> [Aufgabe]: Übersetzen Sie den Satz „Jedenfalls habe ich früh gelernt, Gewinnspiele zu meiden.“ aus der folgenden Kolumne ins Englische.

> [Textauszug]:

=======

Die Stadt, in der ich geboren und aufgewachsen bin, ist klein, aber sie hat eine eigene Zeitung, die seit 1952 immer freitags erscheint. Sie heißt Das Blaumännle nach der Wappenfigur der Stadt. Zu Ostern gab es im Blaumännle in meiner Kindheit ein Gewinnspiel, für das man Ostereier finden und zählen musste, die in der Zeitung verteilt abgedruckt waren. Zweimal habe ich gewonnen, beide Male ein Buch mit dem Titel Mein Kräutergarten zuhause. Freuen Sie sich jetzt bitte nicht auf eine österliche Urban-Gardening-Kolumne, in der sich ein schnödes Kinderzimmer dank einer wackeren Lokalzeitung in einen Garten Eden auf Erden verwandelt. Ich habe das Buch nicht ein einziges Mal aufgeschlagen. Also keines von beiden, da half auch das Jahr Abstand nicht. Ein Exemplar habe ich meiner Großmutter geschenkt. Meine Großmutter hatte unweit unseres Hauses einen Krautgarten, in dem Tomaten, Erbsen, Bohnen, Salate, Petersilie, Schnittlauch, Dill, Stachelbeeren, Johannisbeeren, Erdbeeren und so weiter wuchsen. Das Letzte, was meine Großmutter interessierte, war, Kresse unter einer Frischhaltefolie auf der Fensterbank zu züchten. Ich schäme mich heute noch für dieses Geschenk. Jedenfalls habe ich früh gelernt, Gewinnspiele zu meiden.
Den Besuchern des Coachella-Festivals wurde das vergangenes Wochenende in der kalifornischen Wüste nicht so leicht gemacht. Der Schauspieler, Drehbuchautor und Musiker Donald Glover trat dort Freitagabend als Headliner unter seinem Pseudonym Childish Gambino auf. Am Nachmittag erhielten einige Leute per AirDrop auf ihren Telefonen eine Nachricht, dass Glover mit ihnen ein Foto teilen wolle. AirDrop ist ein Dienst von Apple, mit dem sich Daten mit anderen Handys, die ihn aktiviert haben, innerhalb einer gewissen Reichweite austauschen lassen. Die Nachricht, die wie die Promi-Variante des Enkeltricks klang, war echt, wer das Foto annahm, hatte einen Gutschein für Glovers brandneues, noch nicht frei verkäufliches Turnschuhmodell gewonnen, abholbereit vor Ort. Um die Schuhe ausgehändigt zu bekommen, musste man dann allerdings einen Vertrag unterschreiben, in dem man sich verpflichtete, sie die gesamten drei Tage des Festivals anzubehalten. Ich weiß nicht, welche Erfahrungen Sie so mit neuen Turnschuhen gemacht haben. Verschenken konnte man sie danach sicher nicht mehr.
P.S.: Wenn Sie lieber mehr übers Gärtnern als über zwielichtige Wi-Fi-Ad-hoc-Services, naives Konsumentenverhalten und drohende Sepsen gelesen hätten, können Sie sich jetzt schon auf den 9. Mai freuen. Dann startet eine fünfteilige Garten-Serie im Freitag und auf diesem Platz wird Jakob Augstein seine Gärtner-Kolumne vorübergehend wieder aufnehmen.

=======

> [Angaben]:
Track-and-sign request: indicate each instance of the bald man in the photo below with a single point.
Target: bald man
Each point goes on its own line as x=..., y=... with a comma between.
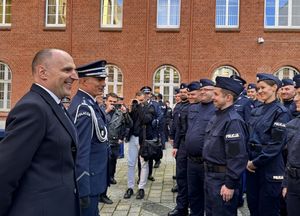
x=38, y=152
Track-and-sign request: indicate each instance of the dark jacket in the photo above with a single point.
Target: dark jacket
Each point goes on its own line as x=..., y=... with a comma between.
x=37, y=159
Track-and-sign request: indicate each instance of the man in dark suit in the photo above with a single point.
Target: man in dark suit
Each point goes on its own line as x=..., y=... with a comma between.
x=37, y=155
x=93, y=149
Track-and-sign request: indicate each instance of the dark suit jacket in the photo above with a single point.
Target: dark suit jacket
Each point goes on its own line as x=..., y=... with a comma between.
x=37, y=159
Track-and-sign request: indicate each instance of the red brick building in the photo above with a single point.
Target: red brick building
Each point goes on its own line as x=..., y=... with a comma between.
x=150, y=42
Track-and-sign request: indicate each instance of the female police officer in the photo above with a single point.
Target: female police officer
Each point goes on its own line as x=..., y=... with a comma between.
x=267, y=131
x=293, y=163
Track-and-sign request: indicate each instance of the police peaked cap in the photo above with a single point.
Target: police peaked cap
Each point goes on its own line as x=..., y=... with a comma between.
x=229, y=84
x=146, y=89
x=296, y=80
x=94, y=69
x=195, y=85
x=266, y=76
x=286, y=82
x=239, y=79
x=206, y=82
x=183, y=85
x=251, y=86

=======

> [Lösung]: In any case, I learned early on to avoid contests.